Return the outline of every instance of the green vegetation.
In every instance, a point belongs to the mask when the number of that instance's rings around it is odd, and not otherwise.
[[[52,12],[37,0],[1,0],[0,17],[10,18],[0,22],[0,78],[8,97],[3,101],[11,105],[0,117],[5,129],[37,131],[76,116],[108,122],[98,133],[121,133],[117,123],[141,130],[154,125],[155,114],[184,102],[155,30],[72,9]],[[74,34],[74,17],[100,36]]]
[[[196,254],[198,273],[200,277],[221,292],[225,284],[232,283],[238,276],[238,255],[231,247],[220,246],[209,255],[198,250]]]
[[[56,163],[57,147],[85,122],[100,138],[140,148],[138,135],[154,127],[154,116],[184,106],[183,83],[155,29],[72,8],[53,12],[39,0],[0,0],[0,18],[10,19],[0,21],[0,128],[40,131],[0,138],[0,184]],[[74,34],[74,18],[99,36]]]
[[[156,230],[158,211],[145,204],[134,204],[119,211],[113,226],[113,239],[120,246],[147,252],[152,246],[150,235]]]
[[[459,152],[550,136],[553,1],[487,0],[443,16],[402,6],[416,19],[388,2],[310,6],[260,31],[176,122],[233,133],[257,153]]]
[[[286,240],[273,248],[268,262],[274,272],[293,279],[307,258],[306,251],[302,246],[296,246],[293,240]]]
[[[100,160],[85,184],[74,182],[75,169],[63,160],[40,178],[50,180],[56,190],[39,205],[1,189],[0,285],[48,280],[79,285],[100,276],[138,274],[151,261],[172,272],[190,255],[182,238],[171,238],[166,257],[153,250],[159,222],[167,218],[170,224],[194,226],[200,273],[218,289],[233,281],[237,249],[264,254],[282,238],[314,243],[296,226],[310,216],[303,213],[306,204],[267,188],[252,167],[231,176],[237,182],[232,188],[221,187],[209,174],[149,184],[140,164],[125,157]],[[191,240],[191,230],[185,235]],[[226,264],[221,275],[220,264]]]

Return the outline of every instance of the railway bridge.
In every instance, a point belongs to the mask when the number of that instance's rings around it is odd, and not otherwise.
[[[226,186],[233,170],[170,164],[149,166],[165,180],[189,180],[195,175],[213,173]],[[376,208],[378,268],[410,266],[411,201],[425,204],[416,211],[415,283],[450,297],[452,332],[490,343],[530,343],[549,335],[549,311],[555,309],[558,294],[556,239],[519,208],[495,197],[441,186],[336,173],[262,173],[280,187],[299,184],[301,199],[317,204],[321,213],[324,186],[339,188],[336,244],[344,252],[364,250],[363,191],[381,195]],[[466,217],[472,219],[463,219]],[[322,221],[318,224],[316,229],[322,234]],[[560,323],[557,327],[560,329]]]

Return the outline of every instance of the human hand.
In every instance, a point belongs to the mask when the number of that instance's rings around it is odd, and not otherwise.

..............................

| REQUIRED WORK |
Find every line in the entries above that contains the word "Return" and report each of those lines in full.

| RESULT OF THE TASK |
Return the outline of every instance of the green vegetation.
Return the outline of every instance of the railway bridge.
Return the outline of every instance of the human hand.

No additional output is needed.